▶ Given text:
Wow, it's been too long since we've had a chance to post. Now Paige and I are posting from the comfort of a freaking awesome home in Kerala. Let's get the pictures rolling!

Near the end of the permaculture workshop at Solitude Farm in Auroville, we got to harvest rice. Running around with little hand-held scythes you cut down the rice stalks and collect them into piles. Then, taking great handfuls of rice, you beat the **** out of it against a barrel, loosening the rice grains. Enthusiasm is a must, or at least a little bit of rage to let out. Harvesting a staple crop adds to our farmer street cred, dont'cha think?

The Sunday before we left, we made a day trip to Fertile Farm, run by an old Aussie guy named Johnny. He's been there since basically the start of Auroville in 1972, and has been tinkering there ever since. His constraints (no electricity) lead to quite a lot of creativity. Johnny hosts a potlucks, and he always makes the dosa (fermented rice pancakes) for them. Of course, you need a lot of dosa for a potluck, so he made a dosa mixer powered by a sterling engine. A fire is started, cold water is piped through the engine, and it runs off the difference in temperature.

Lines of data
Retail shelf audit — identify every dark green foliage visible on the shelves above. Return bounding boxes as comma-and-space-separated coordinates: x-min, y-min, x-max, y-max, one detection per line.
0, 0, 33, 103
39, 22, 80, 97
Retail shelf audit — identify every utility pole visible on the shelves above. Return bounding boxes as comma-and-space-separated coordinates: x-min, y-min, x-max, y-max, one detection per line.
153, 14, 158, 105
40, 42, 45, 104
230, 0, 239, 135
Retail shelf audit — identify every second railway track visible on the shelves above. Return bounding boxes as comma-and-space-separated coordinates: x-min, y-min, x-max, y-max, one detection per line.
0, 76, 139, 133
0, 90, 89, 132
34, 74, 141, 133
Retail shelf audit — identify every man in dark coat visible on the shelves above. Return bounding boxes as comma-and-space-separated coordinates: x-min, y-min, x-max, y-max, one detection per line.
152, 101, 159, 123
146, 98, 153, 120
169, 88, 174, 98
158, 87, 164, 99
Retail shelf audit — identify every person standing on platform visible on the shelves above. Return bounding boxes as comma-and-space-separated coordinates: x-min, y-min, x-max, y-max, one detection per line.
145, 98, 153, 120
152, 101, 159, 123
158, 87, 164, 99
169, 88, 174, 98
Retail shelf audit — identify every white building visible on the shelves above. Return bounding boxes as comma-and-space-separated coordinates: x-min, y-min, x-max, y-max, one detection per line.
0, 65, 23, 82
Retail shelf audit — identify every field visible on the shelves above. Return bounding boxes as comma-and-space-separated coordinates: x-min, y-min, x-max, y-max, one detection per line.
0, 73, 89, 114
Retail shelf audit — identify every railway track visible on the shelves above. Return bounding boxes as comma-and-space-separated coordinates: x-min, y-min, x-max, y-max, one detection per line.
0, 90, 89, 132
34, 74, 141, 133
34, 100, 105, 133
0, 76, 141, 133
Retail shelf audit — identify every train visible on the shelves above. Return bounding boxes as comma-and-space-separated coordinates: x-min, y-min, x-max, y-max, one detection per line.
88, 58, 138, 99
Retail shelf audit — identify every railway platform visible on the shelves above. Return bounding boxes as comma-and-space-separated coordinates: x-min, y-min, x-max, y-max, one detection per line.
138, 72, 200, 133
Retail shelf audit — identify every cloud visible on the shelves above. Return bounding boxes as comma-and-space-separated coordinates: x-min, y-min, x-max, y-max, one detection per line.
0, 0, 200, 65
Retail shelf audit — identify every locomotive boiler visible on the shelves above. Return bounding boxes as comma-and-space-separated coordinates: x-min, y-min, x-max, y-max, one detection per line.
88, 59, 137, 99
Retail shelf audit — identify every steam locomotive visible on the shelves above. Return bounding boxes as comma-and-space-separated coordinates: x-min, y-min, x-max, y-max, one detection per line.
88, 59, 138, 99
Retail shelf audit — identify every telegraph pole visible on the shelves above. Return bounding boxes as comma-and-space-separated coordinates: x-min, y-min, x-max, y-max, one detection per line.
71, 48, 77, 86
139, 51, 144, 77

▶ What to produce: Summarize the blog post in two sentences. These entries come from a source separate from the blog post.

▶ Answer: Near the end of a permaculture workshop at Solitude Farm in Auroville, the writers harvested rice by cutting the stalks with hand-held scythes and beating handfuls against a barrel to loosen the grains. They also visited Fertile Farm, where Johnny, who has lived there since about the start of Auroville in 1972 without electricity, built a dosa mixer powered by an engine that runs on the temperature difference between a fire and cold water.